(Objective)
Reproduce the listing below without any change.

(Recorded data)
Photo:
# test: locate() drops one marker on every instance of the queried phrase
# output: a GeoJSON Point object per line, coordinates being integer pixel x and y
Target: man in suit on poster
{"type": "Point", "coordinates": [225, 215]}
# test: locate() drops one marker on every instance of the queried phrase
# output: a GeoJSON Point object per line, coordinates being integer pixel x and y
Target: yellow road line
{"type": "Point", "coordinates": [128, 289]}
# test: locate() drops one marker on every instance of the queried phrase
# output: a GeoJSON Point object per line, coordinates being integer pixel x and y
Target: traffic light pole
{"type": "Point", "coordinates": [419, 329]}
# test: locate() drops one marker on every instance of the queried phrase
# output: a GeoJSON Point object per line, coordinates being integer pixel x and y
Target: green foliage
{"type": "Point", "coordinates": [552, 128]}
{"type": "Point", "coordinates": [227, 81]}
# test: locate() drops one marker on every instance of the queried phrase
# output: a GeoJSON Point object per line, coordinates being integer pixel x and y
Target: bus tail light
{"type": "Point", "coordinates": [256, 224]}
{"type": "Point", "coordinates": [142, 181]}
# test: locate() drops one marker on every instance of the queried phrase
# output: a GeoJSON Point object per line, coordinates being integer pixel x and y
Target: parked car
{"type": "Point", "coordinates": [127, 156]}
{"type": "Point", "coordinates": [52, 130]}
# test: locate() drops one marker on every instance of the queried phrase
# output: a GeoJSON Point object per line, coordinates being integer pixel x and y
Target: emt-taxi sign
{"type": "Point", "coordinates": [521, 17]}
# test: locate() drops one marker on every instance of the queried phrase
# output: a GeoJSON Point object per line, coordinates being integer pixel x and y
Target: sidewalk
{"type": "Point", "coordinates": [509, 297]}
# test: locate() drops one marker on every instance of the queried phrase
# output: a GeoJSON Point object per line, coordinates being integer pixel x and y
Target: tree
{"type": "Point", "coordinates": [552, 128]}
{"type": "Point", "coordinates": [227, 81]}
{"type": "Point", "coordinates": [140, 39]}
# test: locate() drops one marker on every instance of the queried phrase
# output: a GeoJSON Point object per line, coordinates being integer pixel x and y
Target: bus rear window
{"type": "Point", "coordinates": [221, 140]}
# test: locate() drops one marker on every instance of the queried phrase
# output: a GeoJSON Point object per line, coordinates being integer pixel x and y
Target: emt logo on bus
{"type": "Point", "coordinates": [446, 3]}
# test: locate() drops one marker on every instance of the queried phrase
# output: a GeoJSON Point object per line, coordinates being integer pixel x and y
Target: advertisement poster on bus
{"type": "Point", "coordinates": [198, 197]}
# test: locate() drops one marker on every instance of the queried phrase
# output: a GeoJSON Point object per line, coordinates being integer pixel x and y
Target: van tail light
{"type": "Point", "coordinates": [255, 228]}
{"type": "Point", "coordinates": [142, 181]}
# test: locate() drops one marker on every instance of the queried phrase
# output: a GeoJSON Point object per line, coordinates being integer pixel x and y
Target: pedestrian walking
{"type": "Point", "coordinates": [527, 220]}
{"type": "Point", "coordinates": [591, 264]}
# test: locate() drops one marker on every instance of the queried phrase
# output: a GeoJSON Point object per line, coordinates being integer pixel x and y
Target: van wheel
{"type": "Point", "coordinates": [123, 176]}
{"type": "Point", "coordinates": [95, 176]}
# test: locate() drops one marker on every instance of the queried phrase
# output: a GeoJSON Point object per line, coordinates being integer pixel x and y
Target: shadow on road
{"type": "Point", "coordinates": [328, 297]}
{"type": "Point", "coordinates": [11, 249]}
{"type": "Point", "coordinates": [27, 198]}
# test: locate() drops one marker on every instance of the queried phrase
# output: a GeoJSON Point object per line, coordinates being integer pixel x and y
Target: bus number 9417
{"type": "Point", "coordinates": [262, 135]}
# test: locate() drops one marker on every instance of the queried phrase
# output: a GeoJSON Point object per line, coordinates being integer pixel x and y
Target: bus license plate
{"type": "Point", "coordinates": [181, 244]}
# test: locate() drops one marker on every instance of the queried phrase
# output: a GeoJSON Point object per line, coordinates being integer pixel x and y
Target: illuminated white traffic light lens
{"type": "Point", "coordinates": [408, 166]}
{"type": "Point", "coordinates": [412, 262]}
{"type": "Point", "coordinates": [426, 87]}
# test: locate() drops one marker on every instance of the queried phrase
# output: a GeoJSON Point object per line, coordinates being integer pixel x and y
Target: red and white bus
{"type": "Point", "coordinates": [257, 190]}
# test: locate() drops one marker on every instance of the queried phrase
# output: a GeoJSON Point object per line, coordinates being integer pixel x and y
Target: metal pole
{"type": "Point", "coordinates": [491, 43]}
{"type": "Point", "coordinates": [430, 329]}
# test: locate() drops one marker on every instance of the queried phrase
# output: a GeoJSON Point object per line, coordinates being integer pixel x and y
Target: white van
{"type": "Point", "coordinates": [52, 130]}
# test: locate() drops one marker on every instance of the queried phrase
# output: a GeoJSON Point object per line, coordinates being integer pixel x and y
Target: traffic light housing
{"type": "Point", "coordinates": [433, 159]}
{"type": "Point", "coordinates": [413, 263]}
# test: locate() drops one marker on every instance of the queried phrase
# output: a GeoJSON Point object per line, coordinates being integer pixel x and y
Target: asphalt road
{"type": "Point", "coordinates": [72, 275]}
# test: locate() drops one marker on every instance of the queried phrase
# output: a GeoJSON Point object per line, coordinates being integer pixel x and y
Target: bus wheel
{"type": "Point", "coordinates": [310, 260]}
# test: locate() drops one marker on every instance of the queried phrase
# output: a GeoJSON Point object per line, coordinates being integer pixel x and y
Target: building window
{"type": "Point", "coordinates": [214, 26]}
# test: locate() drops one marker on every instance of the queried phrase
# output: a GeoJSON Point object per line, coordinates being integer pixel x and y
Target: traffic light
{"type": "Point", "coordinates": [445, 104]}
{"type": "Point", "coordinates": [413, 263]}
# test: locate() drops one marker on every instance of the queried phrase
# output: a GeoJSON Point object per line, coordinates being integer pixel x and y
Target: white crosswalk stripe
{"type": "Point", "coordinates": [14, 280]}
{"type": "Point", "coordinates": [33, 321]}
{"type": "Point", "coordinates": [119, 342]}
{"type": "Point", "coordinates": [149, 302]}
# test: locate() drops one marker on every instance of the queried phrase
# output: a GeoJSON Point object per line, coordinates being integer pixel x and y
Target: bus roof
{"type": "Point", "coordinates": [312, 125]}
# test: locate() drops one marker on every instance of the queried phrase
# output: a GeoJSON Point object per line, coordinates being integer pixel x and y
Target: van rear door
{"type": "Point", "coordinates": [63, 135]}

(Solution for this problem)
Photo:
# test: locate() drops one marker on every instance of the queried phrase
# output: a GeoJSON Point object per line, coordinates being integer pixel x and y
Target: man in suit on poster
{"type": "Point", "coordinates": [225, 215]}
# test: locate() drops one marker on every instance of the queried phrase
# output: a GeoJSON Point object per line, coordinates being integer pixel x and y
Target: yellow road line
{"type": "Point", "coordinates": [128, 289]}
# test: locate() drops one marker on every instance of the queried phrase
# output: a GeoJSON Point object per line, coordinates being integer pixel x and y
Target: traffic light pole
{"type": "Point", "coordinates": [419, 329]}
# test: locate() drops one marker on every instance of the queried phrase
# output: a GeoJSON Point object per line, coordinates being integer pixel x and y
Target: green foliage
{"type": "Point", "coordinates": [552, 128]}
{"type": "Point", "coordinates": [227, 81]}
# test: locate() drops one marker on every instance of the queried phrase
# output: a GeoJSON Point object per line, coordinates being integer pixel x and y
Target: bus tail light
{"type": "Point", "coordinates": [256, 224]}
{"type": "Point", "coordinates": [142, 181]}
# test: locate() drops one marker on every instance of the queried phrase
# output: a GeoJSON Point object per line, coordinates being integer pixel x and y
Target: parked car
{"type": "Point", "coordinates": [127, 156]}
{"type": "Point", "coordinates": [52, 130]}
# test: locate() drops one marker on every instance of the queried phrase
# output: a GeoJSON Point object per line, coordinates being integer pixel x and y
Target: emt-taxi sign
{"type": "Point", "coordinates": [521, 17]}
# test: locate() drops one marker on every instance of the queried phrase
# output: a GeoJSON Point object per line, coordinates being integer pixel x and y
Target: sidewalk
{"type": "Point", "coordinates": [509, 297]}
# test: locate() drops one marker on every instance of the queried phrase
# output: a GeoJSON Point object per line, coordinates being integer pixel x and y
Target: tree
{"type": "Point", "coordinates": [552, 128]}
{"type": "Point", "coordinates": [227, 81]}
{"type": "Point", "coordinates": [140, 39]}
# test: locate() drops one marker on every instance of the queried phrase
# output: a GeoJSON Point object per line, coordinates being integer pixel x and y
Target: bus rear window
{"type": "Point", "coordinates": [221, 140]}
# test: locate() drops one marker on every instance of the queried phrase
# output: a GeoJSON Point object per line, coordinates being integer pixel x and y
Target: emt logo on bus
{"type": "Point", "coordinates": [446, 3]}
# test: locate() drops one marker on every instance of the queried phrase
# output: a GeoJSON Point object per line, coordinates being integer pixel x and y
Target: advertisement poster on bus
{"type": "Point", "coordinates": [198, 197]}
# test: locate() drops one marker on every instance of the queried phrase
# output: a GeoJSON Point object per line, coordinates being integer pixel x and y
Target: van tail light
{"type": "Point", "coordinates": [255, 228]}
{"type": "Point", "coordinates": [142, 181]}
# test: locate() drops one marker on every instance of the queried phrase
# output: a GeoJSON Point object per line, coordinates being integer pixel x and y
Target: pedestrian walking
{"type": "Point", "coordinates": [527, 220]}
{"type": "Point", "coordinates": [591, 264]}
# test: locate() drops one marker on every instance of the queried phrase
# output: a GeoJSON Point object per line, coordinates being integer pixel x and y
Target: van wheel
{"type": "Point", "coordinates": [123, 176]}
{"type": "Point", "coordinates": [95, 176]}
# test: locate() drops one marker on every instance of the queried phrase
# output: a GeoJSON Point object per line, coordinates being integer pixel x and y
Target: shadow on road
{"type": "Point", "coordinates": [328, 297]}
{"type": "Point", "coordinates": [11, 249]}
{"type": "Point", "coordinates": [27, 198]}
# test: locate() drops one marker on every instance of the queried phrase
# output: a GeoJSON Point object per line, coordinates being integer pixel x and y
Target: bus number 9417
{"type": "Point", "coordinates": [262, 135]}
# test: locate() drops one marker on every instance of the queried phrase
# output: a GeoJSON Point object per line, coordinates being integer pixel x and y
Target: bus license plate
{"type": "Point", "coordinates": [181, 244]}
# test: locate() drops one marker on every instance of the queried phrase
# output: a GeoJSON Point object per line, coordinates being integer pixel x and y
Target: illuminated white traffic light lens
{"type": "Point", "coordinates": [408, 166]}
{"type": "Point", "coordinates": [412, 262]}
{"type": "Point", "coordinates": [426, 87]}
# test: locate() drops one marker on every instance of the queried phrase
# output: a GeoJSON Point object per line, coordinates being integer pixel x and y
Target: red and white bus
{"type": "Point", "coordinates": [257, 190]}
# test: locate() drops one marker on every instance of the queried phrase
# output: a GeoJSON Point object per line, coordinates being integer pixel x and y
Target: metal pole
{"type": "Point", "coordinates": [491, 43]}
{"type": "Point", "coordinates": [430, 329]}
# test: locate() drops one marker on every instance of the queried phrase
# output: a GeoJSON Point object per line, coordinates being integer pixel x and y
Target: white van
{"type": "Point", "coordinates": [52, 130]}
# test: locate() drops one marker on every instance of the queried phrase
# output: a GeoJSON Point object per line, coordinates being integer pixel x and y
Target: traffic light housing
{"type": "Point", "coordinates": [433, 159]}
{"type": "Point", "coordinates": [413, 263]}
# test: locate() drops one marker on every instance of the queried phrase
# output: a GeoJSON Point object per line, coordinates being integer pixel x and y
Target: asphalt road
{"type": "Point", "coordinates": [72, 275]}
# test: locate() drops one marker on every instance of the queried phrase
# output: a GeoJSON Point object per line, coordinates being integer pixel x and y
Target: bus wheel
{"type": "Point", "coordinates": [310, 260]}
# test: locate() drops one marker on every instance of the queried phrase
# output: a GeoJSON Point object per line, coordinates being integer pixel x and y
Target: building window
{"type": "Point", "coordinates": [214, 26]}
# test: locate() drops one marker on every instance of the queried phrase
# output: a GeoJSON Point object per line, coordinates being integer pixel x and y
Target: traffic light
{"type": "Point", "coordinates": [445, 104]}
{"type": "Point", "coordinates": [413, 263]}
# test: locate() drops one marker on every instance of the queried phrase
# output: a GeoJSON Point object per line, coordinates being integer pixel x and y
Target: white crosswalk stripe
{"type": "Point", "coordinates": [14, 280]}
{"type": "Point", "coordinates": [33, 321]}
{"type": "Point", "coordinates": [119, 342]}
{"type": "Point", "coordinates": [149, 302]}
# test: locate() drops one marker on every instance of the queried phrase
# output: a GeoJSON Point object per line, coordinates being integer pixel x and y
Target: bus roof
{"type": "Point", "coordinates": [312, 125]}
# test: locate() drops one marker on every instance of the queried phrase
# output: a GeoJSON Point object per line, coordinates being integer pixel x and y
Target: van rear door
{"type": "Point", "coordinates": [63, 135]}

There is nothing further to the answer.